▶ Task to carry out
Transcribe the listing below line for line, keeping every character unchanged.

▶ Given records
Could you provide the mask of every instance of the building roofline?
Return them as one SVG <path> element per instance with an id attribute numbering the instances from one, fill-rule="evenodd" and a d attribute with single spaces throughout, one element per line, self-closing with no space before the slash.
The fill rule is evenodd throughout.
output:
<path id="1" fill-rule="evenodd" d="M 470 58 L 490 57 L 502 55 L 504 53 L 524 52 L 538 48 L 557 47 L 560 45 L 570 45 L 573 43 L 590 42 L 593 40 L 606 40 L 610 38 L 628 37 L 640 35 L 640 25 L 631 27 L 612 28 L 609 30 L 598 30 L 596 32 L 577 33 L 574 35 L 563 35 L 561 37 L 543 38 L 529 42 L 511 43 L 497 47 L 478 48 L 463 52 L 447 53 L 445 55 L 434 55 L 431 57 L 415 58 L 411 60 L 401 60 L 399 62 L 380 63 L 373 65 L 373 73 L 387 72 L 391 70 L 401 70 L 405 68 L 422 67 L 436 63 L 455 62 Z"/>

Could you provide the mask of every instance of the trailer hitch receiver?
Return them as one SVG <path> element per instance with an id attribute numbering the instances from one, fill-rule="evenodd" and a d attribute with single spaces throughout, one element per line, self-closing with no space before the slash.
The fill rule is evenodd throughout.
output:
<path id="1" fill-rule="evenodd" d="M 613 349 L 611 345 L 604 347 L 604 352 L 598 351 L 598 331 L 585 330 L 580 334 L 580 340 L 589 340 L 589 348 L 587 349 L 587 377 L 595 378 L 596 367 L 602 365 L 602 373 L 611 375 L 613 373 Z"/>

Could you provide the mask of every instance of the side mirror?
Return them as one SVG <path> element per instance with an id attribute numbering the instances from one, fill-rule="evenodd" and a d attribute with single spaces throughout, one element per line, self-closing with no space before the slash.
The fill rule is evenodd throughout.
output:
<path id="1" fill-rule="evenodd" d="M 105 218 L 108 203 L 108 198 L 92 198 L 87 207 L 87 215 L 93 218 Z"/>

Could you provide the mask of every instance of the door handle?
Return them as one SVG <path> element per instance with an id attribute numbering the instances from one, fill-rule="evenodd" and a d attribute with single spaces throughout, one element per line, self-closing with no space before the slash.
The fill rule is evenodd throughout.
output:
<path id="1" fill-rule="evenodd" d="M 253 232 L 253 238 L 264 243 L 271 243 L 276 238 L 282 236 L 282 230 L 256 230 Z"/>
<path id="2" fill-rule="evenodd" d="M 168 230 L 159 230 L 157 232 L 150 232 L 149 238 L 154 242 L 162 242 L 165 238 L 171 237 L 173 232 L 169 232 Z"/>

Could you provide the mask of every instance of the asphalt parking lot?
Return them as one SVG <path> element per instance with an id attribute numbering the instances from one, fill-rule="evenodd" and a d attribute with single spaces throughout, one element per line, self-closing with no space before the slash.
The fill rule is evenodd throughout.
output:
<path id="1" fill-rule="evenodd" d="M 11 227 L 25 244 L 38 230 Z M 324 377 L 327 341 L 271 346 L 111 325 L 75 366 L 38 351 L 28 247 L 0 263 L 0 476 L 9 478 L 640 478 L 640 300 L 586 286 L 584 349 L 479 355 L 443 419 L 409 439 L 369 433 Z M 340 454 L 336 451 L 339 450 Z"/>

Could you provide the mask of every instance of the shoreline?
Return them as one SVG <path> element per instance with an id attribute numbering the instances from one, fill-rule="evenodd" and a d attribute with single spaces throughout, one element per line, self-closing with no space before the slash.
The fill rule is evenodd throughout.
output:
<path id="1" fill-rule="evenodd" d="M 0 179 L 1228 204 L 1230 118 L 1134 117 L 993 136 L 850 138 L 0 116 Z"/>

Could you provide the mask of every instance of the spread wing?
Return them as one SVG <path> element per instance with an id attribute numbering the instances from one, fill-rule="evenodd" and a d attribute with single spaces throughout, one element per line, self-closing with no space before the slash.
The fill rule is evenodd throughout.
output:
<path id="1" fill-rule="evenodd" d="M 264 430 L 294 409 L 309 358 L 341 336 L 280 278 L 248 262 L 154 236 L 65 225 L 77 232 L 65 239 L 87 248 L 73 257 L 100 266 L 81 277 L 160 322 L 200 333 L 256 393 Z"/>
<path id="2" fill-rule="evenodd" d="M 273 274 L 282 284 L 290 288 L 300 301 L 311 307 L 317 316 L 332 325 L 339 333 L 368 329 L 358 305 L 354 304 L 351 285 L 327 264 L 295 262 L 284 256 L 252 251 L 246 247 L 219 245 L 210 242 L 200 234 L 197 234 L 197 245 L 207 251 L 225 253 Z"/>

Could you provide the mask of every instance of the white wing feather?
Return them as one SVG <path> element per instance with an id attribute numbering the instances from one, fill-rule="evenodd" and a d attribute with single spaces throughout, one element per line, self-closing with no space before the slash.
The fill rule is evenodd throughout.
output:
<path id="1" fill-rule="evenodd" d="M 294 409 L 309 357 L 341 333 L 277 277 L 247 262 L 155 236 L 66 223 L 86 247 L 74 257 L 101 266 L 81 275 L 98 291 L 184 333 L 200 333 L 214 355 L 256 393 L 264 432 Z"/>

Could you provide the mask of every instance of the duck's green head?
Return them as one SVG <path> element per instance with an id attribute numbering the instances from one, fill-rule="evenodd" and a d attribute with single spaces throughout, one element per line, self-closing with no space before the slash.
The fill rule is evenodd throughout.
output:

▶ Answer to the task
Could you provide the mask of every instance of the building roofline?
Return them as one SVG <path> element per instance with an id attribute numbering the instances from one, fill-rule="evenodd" and a d attribute with single spaces throughout, one element per line, self-closing with no space before the slash.
The fill rule is evenodd throughout.
output:
<path id="1" fill-rule="evenodd" d="M 470 58 L 490 57 L 502 55 L 504 53 L 524 52 L 538 48 L 557 47 L 560 45 L 570 45 L 573 43 L 590 42 L 593 40 L 606 40 L 610 38 L 628 37 L 640 35 L 640 25 L 631 27 L 612 28 L 609 30 L 598 30 L 596 32 L 577 33 L 574 35 L 563 35 L 561 37 L 543 38 L 529 42 L 511 43 L 497 47 L 478 48 L 463 52 L 447 53 L 445 55 L 434 55 L 431 57 L 415 58 L 411 60 L 401 60 L 399 62 L 380 63 L 373 65 L 373 73 L 387 72 L 391 70 L 401 70 L 405 68 L 422 67 L 436 63 L 455 62 Z"/>

Could you provide the mask of every instance of the trailer hitch receiver?
Return them as one SVG <path> element per instance with an id attribute numbering the instances from one, fill-rule="evenodd" and a d attribute with single spaces throughout, one element per line, self-closing with no space before the slash.
The fill rule is evenodd throughout.
output:
<path id="1" fill-rule="evenodd" d="M 613 349 L 611 345 L 604 347 L 604 352 L 598 351 L 598 331 L 585 330 L 580 334 L 580 340 L 589 340 L 589 348 L 587 349 L 587 377 L 595 378 L 596 367 L 602 365 L 602 373 L 611 375 L 613 373 Z"/>

Could you provide the mask of every instance of the side mirror?
Return them as one SVG <path> element per instance with an id attribute numbering the instances from one, fill-rule="evenodd" and a d attribute with single spaces throughout, one element per line, self-closing with no space before the slash.
The fill rule is evenodd throughout.
output:
<path id="1" fill-rule="evenodd" d="M 105 218 L 108 203 L 108 198 L 92 198 L 87 207 L 87 215 L 93 218 Z"/>

Could you provide the mask of every instance of the door handle?
Return them as one SVG <path> element per instance with an id attribute numbering the instances from one, fill-rule="evenodd" and a d attribute with single spaces throughout, one element per line, self-closing with no space before the slash.
The fill rule is evenodd throughout.
output:
<path id="1" fill-rule="evenodd" d="M 253 232 L 253 238 L 264 243 L 271 243 L 276 238 L 282 236 L 282 230 L 256 230 Z"/>
<path id="2" fill-rule="evenodd" d="M 168 230 L 159 230 L 157 232 L 150 232 L 149 238 L 154 242 L 162 242 L 165 238 L 171 237 L 173 232 L 169 232 Z"/>

Could you provide the mask of every instance of the asphalt parking lot?
Return them as one SVG <path> element per instance with an id attribute numbering the instances from one, fill-rule="evenodd" and a d attribute with single spaces throughout, one element per line, self-closing with no space before the slash.
The fill rule is evenodd throughout.
output:
<path id="1" fill-rule="evenodd" d="M 11 227 L 25 244 L 38 230 Z M 324 377 L 327 341 L 271 346 L 111 325 L 75 366 L 38 351 L 28 247 L 0 263 L 0 476 L 9 478 L 640 478 L 640 300 L 586 286 L 584 349 L 479 355 L 443 419 L 409 439 L 369 433 Z M 340 454 L 336 451 L 339 450 Z"/>

Could you provide the mask of every instance of the shoreline?
Return them as one SVG <path> element per instance with an id attribute numbering the instances from one, fill-rule="evenodd" and a d attribute with single spaces throughout, one element per line, self-closing with no space before the slash.
The fill rule is evenodd throughout.
output:
<path id="1" fill-rule="evenodd" d="M 0 179 L 1228 204 L 1230 118 L 1134 117 L 993 136 L 850 138 L 0 116 Z"/>

Could you provide the mask of every instance of the spread wing?
Return them as one SVG <path> element per instance with an id attribute numbering the instances from one, fill-rule="evenodd" and a d attribute with single spaces throughout, one element per line, self-closing with no space before the slash.
The fill rule is evenodd throughout.
output:
<path id="1" fill-rule="evenodd" d="M 264 430 L 294 409 L 309 358 L 341 336 L 280 278 L 248 262 L 154 236 L 65 225 L 77 232 L 65 239 L 87 248 L 73 257 L 100 266 L 81 277 L 160 322 L 200 333 L 256 393 Z"/>
<path id="2" fill-rule="evenodd" d="M 273 274 L 282 284 L 290 288 L 300 301 L 311 307 L 317 316 L 332 325 L 339 333 L 368 329 L 358 305 L 354 304 L 351 285 L 327 264 L 295 262 L 284 256 L 252 251 L 246 247 L 219 245 L 210 242 L 200 234 L 197 234 L 197 245 L 207 251 L 225 253 Z"/>

Could you provide the mask of every instance of the white wing feather?
Return them as one SVG <path> element per instance with an id attribute numbering the instances from one, fill-rule="evenodd" and a d attribute with single spaces throughout, one element per line, self-closing with no space before the slash.
The fill rule is evenodd throughout.
output:
<path id="1" fill-rule="evenodd" d="M 294 409 L 309 357 L 341 333 L 277 277 L 247 262 L 155 236 L 66 223 L 86 247 L 74 257 L 101 266 L 81 275 L 98 291 L 184 333 L 200 333 L 214 355 L 256 393 L 264 432 Z"/>

Could you provide the mask of every instance of the duck's green head?
Return them as one SVG <path> element per instance with an id attribute numbering the instances from one, fill-rule="evenodd" and a d attribute with single spaces throughout, one element per line, self-closing with no space before the slash.
The fill rule is evenodd throughout.
output:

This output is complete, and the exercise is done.